- _What you will do_:
Please copy every one of the items below word for word, leaving each line unchanged.

━━━━━ Records supplied

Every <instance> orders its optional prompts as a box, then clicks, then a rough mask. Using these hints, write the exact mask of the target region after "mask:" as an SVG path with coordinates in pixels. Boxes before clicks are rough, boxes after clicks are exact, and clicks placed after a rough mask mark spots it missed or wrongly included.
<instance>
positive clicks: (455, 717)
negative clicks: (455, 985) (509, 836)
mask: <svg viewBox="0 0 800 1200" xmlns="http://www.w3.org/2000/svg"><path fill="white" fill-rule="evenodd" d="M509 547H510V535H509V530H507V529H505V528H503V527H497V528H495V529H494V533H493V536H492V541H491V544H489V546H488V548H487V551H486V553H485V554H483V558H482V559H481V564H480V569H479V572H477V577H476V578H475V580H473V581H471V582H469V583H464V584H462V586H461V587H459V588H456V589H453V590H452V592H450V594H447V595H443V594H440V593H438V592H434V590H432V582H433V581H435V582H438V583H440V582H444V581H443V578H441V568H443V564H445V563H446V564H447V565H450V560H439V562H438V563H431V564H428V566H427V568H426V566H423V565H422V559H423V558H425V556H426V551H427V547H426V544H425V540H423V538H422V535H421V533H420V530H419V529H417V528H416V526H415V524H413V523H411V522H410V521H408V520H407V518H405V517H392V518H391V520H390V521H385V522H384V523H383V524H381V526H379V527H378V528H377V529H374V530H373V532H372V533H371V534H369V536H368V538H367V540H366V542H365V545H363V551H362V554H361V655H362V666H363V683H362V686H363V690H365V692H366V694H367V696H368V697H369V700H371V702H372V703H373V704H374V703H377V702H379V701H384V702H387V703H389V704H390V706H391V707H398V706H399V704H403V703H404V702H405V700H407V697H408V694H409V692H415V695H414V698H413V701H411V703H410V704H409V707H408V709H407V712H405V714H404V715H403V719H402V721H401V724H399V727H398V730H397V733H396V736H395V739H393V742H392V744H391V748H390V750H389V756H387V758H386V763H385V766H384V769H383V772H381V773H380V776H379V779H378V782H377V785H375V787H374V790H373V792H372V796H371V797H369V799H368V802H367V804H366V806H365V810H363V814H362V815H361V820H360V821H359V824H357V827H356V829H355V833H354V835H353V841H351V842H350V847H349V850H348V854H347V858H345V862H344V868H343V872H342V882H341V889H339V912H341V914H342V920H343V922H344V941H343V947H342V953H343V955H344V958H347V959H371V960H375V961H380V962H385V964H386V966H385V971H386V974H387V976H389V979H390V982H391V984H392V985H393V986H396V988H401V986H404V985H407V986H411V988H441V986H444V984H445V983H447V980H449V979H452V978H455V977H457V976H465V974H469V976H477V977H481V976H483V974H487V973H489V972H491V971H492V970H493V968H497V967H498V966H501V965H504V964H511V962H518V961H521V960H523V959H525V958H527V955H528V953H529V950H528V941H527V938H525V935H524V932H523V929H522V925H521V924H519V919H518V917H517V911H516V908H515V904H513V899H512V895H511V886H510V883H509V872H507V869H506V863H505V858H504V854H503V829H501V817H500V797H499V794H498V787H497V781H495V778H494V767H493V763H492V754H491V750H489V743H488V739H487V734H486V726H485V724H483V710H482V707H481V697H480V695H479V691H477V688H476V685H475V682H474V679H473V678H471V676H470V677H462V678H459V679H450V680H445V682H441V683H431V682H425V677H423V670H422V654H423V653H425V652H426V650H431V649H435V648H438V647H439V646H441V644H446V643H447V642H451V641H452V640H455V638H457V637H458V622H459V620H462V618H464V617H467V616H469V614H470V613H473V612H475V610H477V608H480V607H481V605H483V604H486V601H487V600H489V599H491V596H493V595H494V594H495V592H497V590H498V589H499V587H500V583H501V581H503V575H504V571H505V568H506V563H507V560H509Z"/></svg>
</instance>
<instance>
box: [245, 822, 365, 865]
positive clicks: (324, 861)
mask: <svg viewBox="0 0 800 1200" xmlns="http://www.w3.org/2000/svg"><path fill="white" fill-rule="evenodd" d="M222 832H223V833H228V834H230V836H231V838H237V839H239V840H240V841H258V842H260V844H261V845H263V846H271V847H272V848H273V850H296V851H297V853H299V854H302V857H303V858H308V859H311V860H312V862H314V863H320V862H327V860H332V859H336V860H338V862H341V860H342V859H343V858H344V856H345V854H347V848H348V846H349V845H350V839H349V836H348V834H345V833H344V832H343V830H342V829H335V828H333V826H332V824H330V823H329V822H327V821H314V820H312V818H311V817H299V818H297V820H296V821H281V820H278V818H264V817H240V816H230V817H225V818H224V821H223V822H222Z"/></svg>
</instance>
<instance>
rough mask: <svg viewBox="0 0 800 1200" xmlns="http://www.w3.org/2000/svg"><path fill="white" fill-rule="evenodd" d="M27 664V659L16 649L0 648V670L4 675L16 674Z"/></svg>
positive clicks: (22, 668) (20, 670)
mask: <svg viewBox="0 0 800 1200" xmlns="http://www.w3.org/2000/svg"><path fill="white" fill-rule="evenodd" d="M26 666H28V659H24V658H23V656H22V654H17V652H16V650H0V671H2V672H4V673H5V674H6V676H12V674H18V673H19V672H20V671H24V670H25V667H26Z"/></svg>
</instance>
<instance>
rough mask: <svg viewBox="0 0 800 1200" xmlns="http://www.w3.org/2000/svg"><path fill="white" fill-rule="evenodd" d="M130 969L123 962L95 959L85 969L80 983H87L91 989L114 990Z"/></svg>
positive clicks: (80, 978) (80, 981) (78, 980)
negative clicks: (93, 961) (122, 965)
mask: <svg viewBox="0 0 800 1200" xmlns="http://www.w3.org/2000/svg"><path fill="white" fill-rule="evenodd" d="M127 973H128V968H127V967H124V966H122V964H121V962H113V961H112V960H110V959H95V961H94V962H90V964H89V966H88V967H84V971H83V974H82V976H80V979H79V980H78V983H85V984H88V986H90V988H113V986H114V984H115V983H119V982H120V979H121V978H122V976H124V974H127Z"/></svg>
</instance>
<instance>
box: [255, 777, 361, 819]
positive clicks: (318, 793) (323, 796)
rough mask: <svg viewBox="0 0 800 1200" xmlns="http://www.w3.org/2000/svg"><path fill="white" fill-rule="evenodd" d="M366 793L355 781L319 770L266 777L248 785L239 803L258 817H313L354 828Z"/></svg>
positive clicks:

━━━━━━━━━━

- _Response to this exercise_:
Every <instance> orders its optional prompts as a box, then clicks, then a rough mask. Using these hints, write the exact mask of the target region after "mask:" as an SVG path with coordinates in pixels. Boxes before clicks are rough, boxes after clicks are exact, and clicks placed after a rough mask mark spots it missed or wrongly included.
<instance>
positive clicks: (455, 717)
negative clicks: (455, 985) (509, 836)
mask: <svg viewBox="0 0 800 1200" xmlns="http://www.w3.org/2000/svg"><path fill="white" fill-rule="evenodd" d="M509 547H510V535H509V530H507V529H505V528H503V527H497V528H495V529H494V533H493V536H492V541H491V544H489V546H488V548H487V551H486V553H485V554H483V558H482V559H481V564H480V569H479V572H477V577H476V578H475V580H473V581H471V582H469V583H464V584H462V586H461V587H459V588H456V589H453V590H452V592H450V594H447V595H443V594H440V593H438V592H434V590H432V582H433V581H435V582H438V583H440V582H444V581H443V578H441V568H443V564H445V563H446V564H447V565H450V560H439V562H438V563H431V564H428V566H427V568H426V566H423V565H422V559H423V558H425V556H426V551H427V547H426V544H425V540H423V538H422V535H421V533H420V530H419V529H417V528H416V526H415V524H413V523H411V522H410V521H408V520H407V518H405V517H392V518H391V520H390V521H385V522H384V523H383V524H381V526H379V527H378V528H377V529H374V530H373V532H372V533H371V534H369V536H368V538H367V540H366V542H365V545H363V551H362V554H361V655H362V666H363V683H362V686H363V690H365V692H366V694H367V696H368V697H369V700H371V702H372V703H373V704H374V703H377V702H379V701H384V702H387V703H389V704H390V706H391V707H398V706H399V704H403V703H404V702H405V700H407V697H408V694H409V692H415V695H414V698H413V701H411V703H410V704H409V707H408V709H407V712H405V714H404V715H403V719H402V721H401V724H399V727H398V730H397V733H396V736H395V739H393V742H392V744H391V748H390V750H389V756H387V758H386V763H385V766H384V769H383V772H381V773H380V776H379V779H378V782H377V785H375V787H374V790H373V792H372V796H371V797H369V799H368V802H367V804H366V806H365V810H363V814H362V815H361V820H360V821H359V824H357V827H356V829H355V833H354V835H353V841H351V842H350V847H349V850H348V854H347V858H345V862H344V868H343V872H342V882H341V889H339V912H341V914H342V920H343V922H344V941H343V947H342V953H343V955H344V958H347V959H371V960H375V961H380V962H385V964H386V966H385V971H386V974H387V976H389V979H390V982H391V984H392V985H393V986H396V988H401V986H404V985H407V986H411V988H441V986H444V984H445V983H447V980H449V979H452V978H455V977H457V976H465V974H469V976H477V977H481V976H483V974H487V973H489V972H491V971H492V970H493V968H497V967H498V966H501V965H504V964H511V962H518V961H521V960H523V959H525V958H527V955H528V953H529V950H528V941H527V938H525V935H524V932H523V929H522V925H521V924H519V919H518V917H517V911H516V908H515V904H513V899H512V895H511V886H510V883H509V872H507V869H506V863H505V858H504V854H503V829H501V817H500V797H499V794H498V787H497V781H495V778H494V767H493V763H492V754H491V750H489V743H488V739H487V734H486V726H485V724H483V710H482V707H481V697H480V695H479V691H477V688H476V685H475V682H474V679H473V678H471V676H470V677H462V678H459V679H450V680H445V682H441V683H431V682H425V677H423V670H422V654H423V653H425V652H426V650H431V649H435V648H438V647H439V646H441V644H446V643H447V642H451V641H452V640H455V638H457V637H458V622H459V620H462V618H464V617H467V616H469V614H470V613H473V612H475V610H477V608H480V607H481V605H483V604H486V601H487V600H489V599H491V596H493V595H494V594H495V592H497V590H498V589H499V587H500V583H501V581H503V575H504V571H505V568H506V563H507V560H509Z"/></svg>
</instance>
<instance>
box: [245, 822, 365, 865]
positive clicks: (324, 861)
mask: <svg viewBox="0 0 800 1200" xmlns="http://www.w3.org/2000/svg"><path fill="white" fill-rule="evenodd" d="M222 832H223V833H228V834H230V836H231V838H237V839H239V840H240V841H258V842H260V844H261V845H263V846H271V847H272V848H273V850H296V851H297V853H299V854H302V857H303V858H308V859H311V860H312V862H314V863H320V862H327V860H332V859H336V860H338V862H341V860H342V859H343V858H344V856H345V854H347V848H348V846H349V845H350V839H349V836H348V834H345V833H344V832H343V830H342V829H335V828H333V826H332V824H330V823H329V822H327V821H314V820H312V818H311V817H299V818H297V820H296V821H281V820H278V818H264V817H240V816H230V817H225V818H224V821H223V822H222Z"/></svg>
</instance>
<instance>
rough mask: <svg viewBox="0 0 800 1200" xmlns="http://www.w3.org/2000/svg"><path fill="white" fill-rule="evenodd" d="M27 664V659L16 649L0 648V670L4 675L16 674Z"/></svg>
positive clicks: (22, 668) (20, 670)
mask: <svg viewBox="0 0 800 1200" xmlns="http://www.w3.org/2000/svg"><path fill="white" fill-rule="evenodd" d="M26 666H28V659H24V658H23V656H22V654H17V652H16V650H0V671H2V672H4V673H5V674H6V676H12V674H18V673H19V672H20V671H24V670H25V667H26Z"/></svg>
</instance>
<instance>
rough mask: <svg viewBox="0 0 800 1200" xmlns="http://www.w3.org/2000/svg"><path fill="white" fill-rule="evenodd" d="M130 969L123 962L95 959L85 969L80 983H87L91 989L114 990Z"/></svg>
positive clicks: (80, 978) (80, 981) (78, 980)
negative clicks: (93, 961) (122, 965)
mask: <svg viewBox="0 0 800 1200" xmlns="http://www.w3.org/2000/svg"><path fill="white" fill-rule="evenodd" d="M127 973H128V968H127V967H124V966H122V964H121V962H113V961H112V960H110V959H95V961H94V962H90V964H89V966H88V967H84V971H83V974H82V976H80V979H79V980H78V983H85V984H88V986H90V988H113V986H114V984H115V983H119V982H120V979H121V978H122V976H124V974H127Z"/></svg>
</instance>
<instance>
box: [255, 777, 361, 819]
positive clicks: (318, 793) (323, 796)
rough mask: <svg viewBox="0 0 800 1200" xmlns="http://www.w3.org/2000/svg"><path fill="white" fill-rule="evenodd" d="M366 793L355 781L319 770L266 777L248 785L239 803L258 817H313L354 828Z"/></svg>
positive clicks:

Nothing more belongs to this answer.